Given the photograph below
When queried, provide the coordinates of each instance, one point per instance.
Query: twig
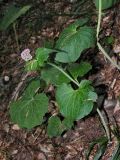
(16, 37)
(17, 89)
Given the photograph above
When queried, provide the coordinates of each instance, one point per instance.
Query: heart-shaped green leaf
(12, 14)
(42, 55)
(55, 122)
(32, 65)
(105, 3)
(53, 76)
(79, 69)
(29, 112)
(73, 40)
(75, 104)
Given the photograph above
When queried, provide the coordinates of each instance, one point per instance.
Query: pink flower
(25, 55)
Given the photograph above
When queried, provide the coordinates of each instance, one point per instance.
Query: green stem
(99, 19)
(16, 37)
(97, 35)
(104, 123)
(61, 70)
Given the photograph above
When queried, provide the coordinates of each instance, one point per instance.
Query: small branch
(16, 37)
(61, 70)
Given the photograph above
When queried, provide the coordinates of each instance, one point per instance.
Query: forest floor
(44, 22)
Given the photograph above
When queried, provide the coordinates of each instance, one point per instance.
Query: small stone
(41, 156)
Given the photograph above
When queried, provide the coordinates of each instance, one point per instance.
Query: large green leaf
(75, 104)
(53, 76)
(41, 56)
(105, 3)
(79, 69)
(29, 112)
(55, 122)
(11, 15)
(73, 40)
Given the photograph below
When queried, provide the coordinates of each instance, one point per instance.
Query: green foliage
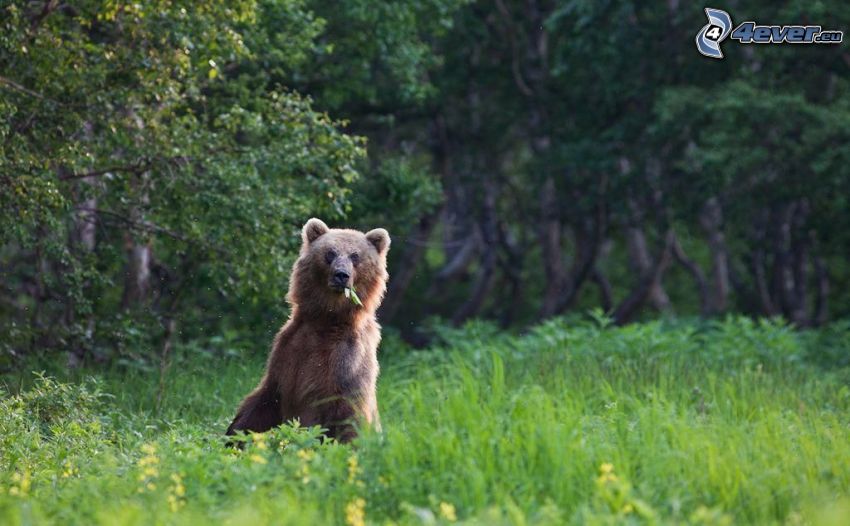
(157, 126)
(721, 423)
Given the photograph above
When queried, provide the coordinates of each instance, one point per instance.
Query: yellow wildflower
(447, 511)
(177, 492)
(353, 468)
(259, 441)
(355, 512)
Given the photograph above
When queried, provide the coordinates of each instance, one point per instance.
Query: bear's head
(333, 259)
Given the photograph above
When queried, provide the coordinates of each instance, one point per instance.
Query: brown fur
(323, 365)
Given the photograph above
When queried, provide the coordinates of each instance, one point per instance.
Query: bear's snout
(341, 278)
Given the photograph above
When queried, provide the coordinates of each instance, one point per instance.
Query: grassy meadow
(734, 422)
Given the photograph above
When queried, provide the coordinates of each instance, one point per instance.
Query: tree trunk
(629, 307)
(550, 243)
(642, 264)
(711, 220)
(413, 249)
(695, 272)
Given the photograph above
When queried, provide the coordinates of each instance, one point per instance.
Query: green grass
(732, 423)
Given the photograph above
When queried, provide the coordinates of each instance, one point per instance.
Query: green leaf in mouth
(351, 294)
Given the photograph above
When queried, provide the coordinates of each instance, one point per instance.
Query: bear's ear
(380, 238)
(313, 229)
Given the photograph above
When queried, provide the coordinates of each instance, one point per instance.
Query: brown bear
(323, 364)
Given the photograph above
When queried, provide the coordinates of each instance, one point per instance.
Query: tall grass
(734, 422)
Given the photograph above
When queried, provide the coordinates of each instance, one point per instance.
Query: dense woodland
(530, 159)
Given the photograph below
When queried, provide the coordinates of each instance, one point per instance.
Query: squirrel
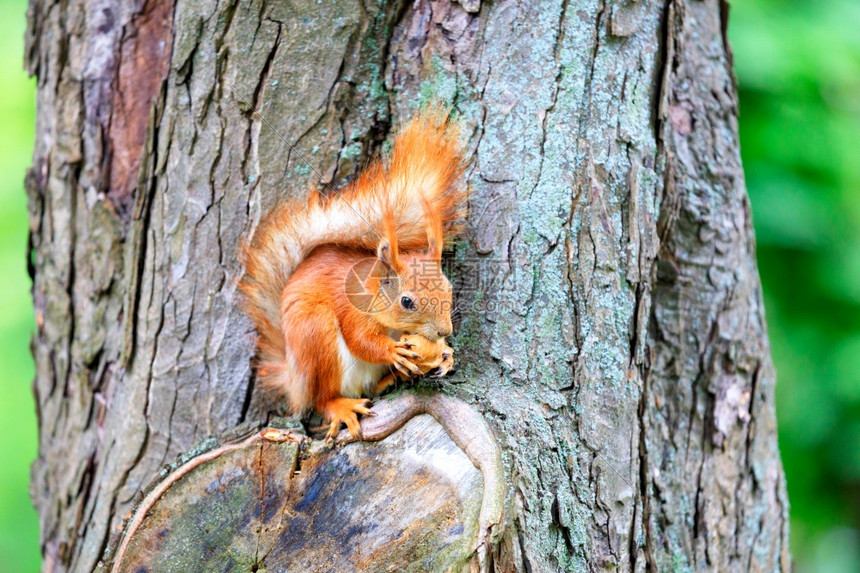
(347, 291)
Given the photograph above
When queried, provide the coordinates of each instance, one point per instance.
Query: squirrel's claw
(403, 365)
(346, 410)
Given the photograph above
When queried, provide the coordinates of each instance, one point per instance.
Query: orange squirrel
(346, 288)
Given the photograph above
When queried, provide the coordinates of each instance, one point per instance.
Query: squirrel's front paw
(405, 360)
(436, 357)
(345, 410)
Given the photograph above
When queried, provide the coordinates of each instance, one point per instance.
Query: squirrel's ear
(433, 247)
(388, 255)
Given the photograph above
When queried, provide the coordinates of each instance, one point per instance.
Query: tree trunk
(612, 330)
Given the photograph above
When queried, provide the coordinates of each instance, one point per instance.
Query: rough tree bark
(619, 354)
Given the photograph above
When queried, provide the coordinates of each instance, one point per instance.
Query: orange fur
(299, 265)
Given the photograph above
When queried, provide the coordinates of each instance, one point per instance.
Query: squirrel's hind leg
(345, 410)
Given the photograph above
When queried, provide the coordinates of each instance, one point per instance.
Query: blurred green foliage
(19, 530)
(798, 68)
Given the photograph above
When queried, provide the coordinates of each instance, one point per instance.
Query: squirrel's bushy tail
(417, 188)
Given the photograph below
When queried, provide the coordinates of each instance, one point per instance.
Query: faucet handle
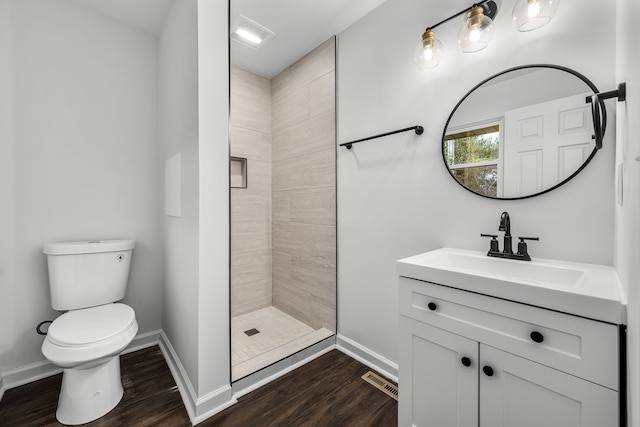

_ _ _ _ _

**The problem**.
Please return every line in the entries above that contains the word "small".

**Final result**.
Query: small branch
Query: small stone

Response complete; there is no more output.